**Given task 1**
In the information geometry post, why does the author need to start with the idea of 'information gain', or 'relative entropy'?

**Passage shown**
————————
Information Geometry (Part 6)

January 21, 2011

Information Geometry (Part 6)

John Baez

So far, my thread on information geometry hasn't said much about information. It's time to remedy that.

I've been telling you about the Fisher information metric. In statistics this is nice a way to define a 'distance' between two probability distributions. But it also has a quantum version.

So far I've showed you how to define the Fisher information metric in three equivalent ways. I also showed that in the quantum case, the Fisher information metric is the real part of a complex-valued thing. The imaginary part is related to the uncertainty principle.

But there's yet another way to define the Fisher information metric, which really involves information.

To explain this, I need to start with the idea of 'information gain', or 'relative entropy'. And it looks like I should do a whole post on this.
————————
**Records to use**
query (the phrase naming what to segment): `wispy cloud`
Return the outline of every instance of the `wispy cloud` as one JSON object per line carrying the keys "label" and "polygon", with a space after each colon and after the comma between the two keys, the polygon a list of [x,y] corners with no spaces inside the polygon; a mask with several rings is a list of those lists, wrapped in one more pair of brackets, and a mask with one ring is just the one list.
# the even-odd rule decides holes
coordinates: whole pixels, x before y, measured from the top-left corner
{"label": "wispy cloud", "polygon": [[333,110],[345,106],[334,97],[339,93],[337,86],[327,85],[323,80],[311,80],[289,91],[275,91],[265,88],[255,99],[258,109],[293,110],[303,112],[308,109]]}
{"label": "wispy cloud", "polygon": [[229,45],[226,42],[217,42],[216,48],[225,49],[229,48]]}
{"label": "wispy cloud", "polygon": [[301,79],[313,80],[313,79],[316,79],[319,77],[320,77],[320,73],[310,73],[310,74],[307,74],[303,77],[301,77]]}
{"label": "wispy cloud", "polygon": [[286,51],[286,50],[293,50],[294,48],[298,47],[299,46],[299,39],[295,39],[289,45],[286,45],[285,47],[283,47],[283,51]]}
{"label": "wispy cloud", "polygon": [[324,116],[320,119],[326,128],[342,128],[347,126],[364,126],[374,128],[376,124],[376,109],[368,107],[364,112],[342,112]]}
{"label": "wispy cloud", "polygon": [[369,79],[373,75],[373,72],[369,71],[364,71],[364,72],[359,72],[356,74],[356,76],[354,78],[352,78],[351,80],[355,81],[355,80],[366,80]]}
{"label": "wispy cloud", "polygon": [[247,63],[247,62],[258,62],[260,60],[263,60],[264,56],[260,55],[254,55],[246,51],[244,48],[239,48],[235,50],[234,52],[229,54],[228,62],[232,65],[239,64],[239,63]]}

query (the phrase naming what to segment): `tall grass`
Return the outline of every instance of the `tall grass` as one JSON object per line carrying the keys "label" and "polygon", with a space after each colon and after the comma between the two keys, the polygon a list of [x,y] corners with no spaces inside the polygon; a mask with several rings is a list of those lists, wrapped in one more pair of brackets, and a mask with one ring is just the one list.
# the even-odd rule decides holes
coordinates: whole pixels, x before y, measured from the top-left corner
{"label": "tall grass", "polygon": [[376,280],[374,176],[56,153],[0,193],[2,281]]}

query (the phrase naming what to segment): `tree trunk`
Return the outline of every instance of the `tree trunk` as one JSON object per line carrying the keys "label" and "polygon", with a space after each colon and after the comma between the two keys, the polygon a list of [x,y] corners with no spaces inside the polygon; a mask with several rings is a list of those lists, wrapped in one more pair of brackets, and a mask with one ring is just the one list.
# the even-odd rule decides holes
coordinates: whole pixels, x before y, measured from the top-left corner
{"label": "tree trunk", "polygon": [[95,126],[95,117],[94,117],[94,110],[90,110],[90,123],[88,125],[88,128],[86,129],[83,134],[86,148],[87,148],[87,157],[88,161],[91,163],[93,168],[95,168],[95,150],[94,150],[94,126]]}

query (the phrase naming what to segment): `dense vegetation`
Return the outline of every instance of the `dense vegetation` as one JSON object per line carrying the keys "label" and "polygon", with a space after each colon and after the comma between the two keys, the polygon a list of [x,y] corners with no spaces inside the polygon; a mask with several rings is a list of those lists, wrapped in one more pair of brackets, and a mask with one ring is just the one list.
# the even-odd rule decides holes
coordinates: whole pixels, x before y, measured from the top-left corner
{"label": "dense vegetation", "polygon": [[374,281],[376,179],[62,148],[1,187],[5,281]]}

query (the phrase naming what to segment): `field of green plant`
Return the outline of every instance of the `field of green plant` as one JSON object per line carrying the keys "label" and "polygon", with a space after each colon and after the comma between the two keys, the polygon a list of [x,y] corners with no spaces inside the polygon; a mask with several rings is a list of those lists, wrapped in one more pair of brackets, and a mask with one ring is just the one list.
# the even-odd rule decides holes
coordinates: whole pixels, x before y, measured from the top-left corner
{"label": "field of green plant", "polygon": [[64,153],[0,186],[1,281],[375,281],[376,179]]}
————————
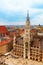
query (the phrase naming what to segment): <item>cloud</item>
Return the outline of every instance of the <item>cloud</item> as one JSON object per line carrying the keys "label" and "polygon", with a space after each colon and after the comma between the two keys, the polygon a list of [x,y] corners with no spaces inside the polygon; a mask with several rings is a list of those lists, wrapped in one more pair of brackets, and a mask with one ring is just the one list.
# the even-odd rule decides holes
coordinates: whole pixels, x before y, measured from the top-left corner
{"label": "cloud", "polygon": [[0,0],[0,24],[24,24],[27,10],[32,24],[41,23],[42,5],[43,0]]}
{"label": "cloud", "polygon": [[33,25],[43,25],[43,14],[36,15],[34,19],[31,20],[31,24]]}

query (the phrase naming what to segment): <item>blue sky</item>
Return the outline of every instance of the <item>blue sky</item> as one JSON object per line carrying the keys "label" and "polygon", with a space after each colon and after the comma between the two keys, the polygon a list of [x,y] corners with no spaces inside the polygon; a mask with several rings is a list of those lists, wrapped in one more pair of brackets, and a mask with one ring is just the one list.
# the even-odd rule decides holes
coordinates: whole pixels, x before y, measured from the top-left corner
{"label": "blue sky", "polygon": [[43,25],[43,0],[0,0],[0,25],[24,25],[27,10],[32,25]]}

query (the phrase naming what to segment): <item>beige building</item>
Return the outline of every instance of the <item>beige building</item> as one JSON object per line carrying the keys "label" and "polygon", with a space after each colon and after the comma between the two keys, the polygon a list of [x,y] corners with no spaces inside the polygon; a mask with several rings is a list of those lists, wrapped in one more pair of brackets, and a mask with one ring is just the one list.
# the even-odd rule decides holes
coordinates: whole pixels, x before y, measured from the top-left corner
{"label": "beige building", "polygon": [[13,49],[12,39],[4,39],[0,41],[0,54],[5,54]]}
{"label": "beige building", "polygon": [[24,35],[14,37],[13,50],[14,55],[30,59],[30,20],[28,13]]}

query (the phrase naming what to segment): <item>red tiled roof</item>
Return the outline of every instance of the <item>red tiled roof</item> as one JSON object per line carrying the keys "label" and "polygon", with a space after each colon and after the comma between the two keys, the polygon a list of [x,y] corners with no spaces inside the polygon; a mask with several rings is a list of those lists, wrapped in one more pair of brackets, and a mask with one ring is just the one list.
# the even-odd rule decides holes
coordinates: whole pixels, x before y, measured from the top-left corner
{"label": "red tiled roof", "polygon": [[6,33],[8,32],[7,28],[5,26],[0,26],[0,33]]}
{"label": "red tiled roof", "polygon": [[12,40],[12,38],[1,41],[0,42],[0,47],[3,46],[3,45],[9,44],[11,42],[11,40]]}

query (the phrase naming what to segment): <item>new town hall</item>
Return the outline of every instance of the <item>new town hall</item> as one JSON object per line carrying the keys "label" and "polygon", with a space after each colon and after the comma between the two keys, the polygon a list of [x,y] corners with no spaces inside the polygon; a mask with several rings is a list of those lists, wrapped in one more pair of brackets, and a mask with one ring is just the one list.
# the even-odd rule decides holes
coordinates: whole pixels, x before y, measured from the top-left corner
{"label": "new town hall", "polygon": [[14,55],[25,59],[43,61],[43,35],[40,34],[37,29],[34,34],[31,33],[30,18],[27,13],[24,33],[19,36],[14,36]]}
————————
**Given task 2**
Extract every line of the entries above that contains the string "tall". Case counts.

**Exercise answer 1**
To explain yet another way to define the Fisher information metric, one that really involves information.

**Exercise answer 2**
query (the phrase naming what to segment): `tall grass`
Return the outline of every instance of the `tall grass` as one JSON object per line carrying the keys "label" and "polygon", with a space after each colon and after the comma between the two keys, the polygon a list of [x,y] corners with no spaces inside the polygon; a mask with several rings is a list of those lists, wrapped in one more pair of brackets, and a mask with one ring is just the one list.
{"label": "tall grass", "polygon": [[376,280],[374,176],[56,153],[0,193],[2,281]]}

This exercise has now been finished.